--- Exercise passage ---
+ + + + + + +
'Breakaway professor' shock

June 28, 2012

One of our leading professors has admitted that he might be leaving his present post at our university to set up his own private college.

Speaking to our reporter Keith Ponting (30), Professor Gordon Lapping, currently Head of the Department of Culture and Media Studies, admitted that he was "the brains" behind the New College of Very Interesting Things (NCVIT), which was hoping to open its doors this autumn to anybody "sufficiently qualified" to pay the proposed fee of £22,000 per academic year.

Professor Lapping explained that the "philosophical impetus" behind the New College of Very Interesting Things was the discovery that many of today's university courses were far too narrow to do justice "to lots and lots of very interesting things".

He confirmed that several well-known academics with a specialist interest in honoraria and non-specialisms would be joining the new enterprise and described critics of the venture as "narrow-minded psychopaths with a left-wing crypto-fascist agenda" who wouldn't be welcome in his own house, let alone his own college (which, he agreed, currently occupied identical premises).

Doctor, I'm in trouble

Dr E.P. Timpson, the greying head of our Department of History for Business, has been told that his medical condition will not be taken into account in the deliberations for the forthcoming research excellence framework.

According to reports, Dr Timpson had sought to take advantage of the stated readiness of the Higher Education Funding Council for England to consider "complex circumstances" when measuring an individual's research performance. These "circumstances", which include a variety of traumatic personal problems and extreme medical conditions, must be stated on the requisite Hefce "self-disclosure" form.

However, Dr Timpson has now been informed by Hefce that his claim to have suffered "brain death" as a result of studying "the grotesque vocabulary and lunatic Gradgrindery" of the entire REF exercise does not constitute a "complex circumstance".

A Hefce spokesperson insisted that this decision was in no way indicative of "any constitutional, procedural or substantive insensitivity to Dr Timpson's indisposition". Indeed, he insisted, anyone who had studied the entire range of REF documents would readily recognise the "profound debt they owed to cortical debilitation".

Words and things

Our Head of Research Impact, Gerald Thudd, has responded vigorously to the news that Tory minister Alan Duncan has asked his staff to refrain from using such "loose and meaningless" terms as "impact".

Mr Thudd pointed out that Mr Duncan was evidently unaware that the loose and meaningless term "impact" was now an essential component of the government-backed REF.

It was clear, therefore, that the word "impact" was capable of two distinctive uses. In one case, it was "a loose and meaningless term", and in the other it was a distinctive way of defining "a loose and meaningless" method for measuring research output. Mr Thudd said that he hoped this now clarified the situation going forward.

Thought for the week

(contributed by Jennifer Doubleday, Head of Personal Development)

"Depression is merely anger without enthusiasm."
+ + + + + + +
--- Exercise brief ---
In the news column, what reason does Professor Lapping give for founding the New College of Very Interesting Things? Answer in one to three sentences.
+ + + + + + +
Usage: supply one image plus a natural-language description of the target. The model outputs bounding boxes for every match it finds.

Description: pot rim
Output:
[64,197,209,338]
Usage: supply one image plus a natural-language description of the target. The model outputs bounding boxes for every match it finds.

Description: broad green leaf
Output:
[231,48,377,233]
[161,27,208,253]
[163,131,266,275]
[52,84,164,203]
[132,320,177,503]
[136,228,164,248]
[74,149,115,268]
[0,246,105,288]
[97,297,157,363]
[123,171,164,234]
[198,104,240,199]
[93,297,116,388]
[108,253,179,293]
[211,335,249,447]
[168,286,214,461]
+ + + + + + +
--- Finished task ---
He explained that its "philosophical impetus" was the discovery that many of today's university courses were far too narrow to do justice "to lots and lots of very interesting things."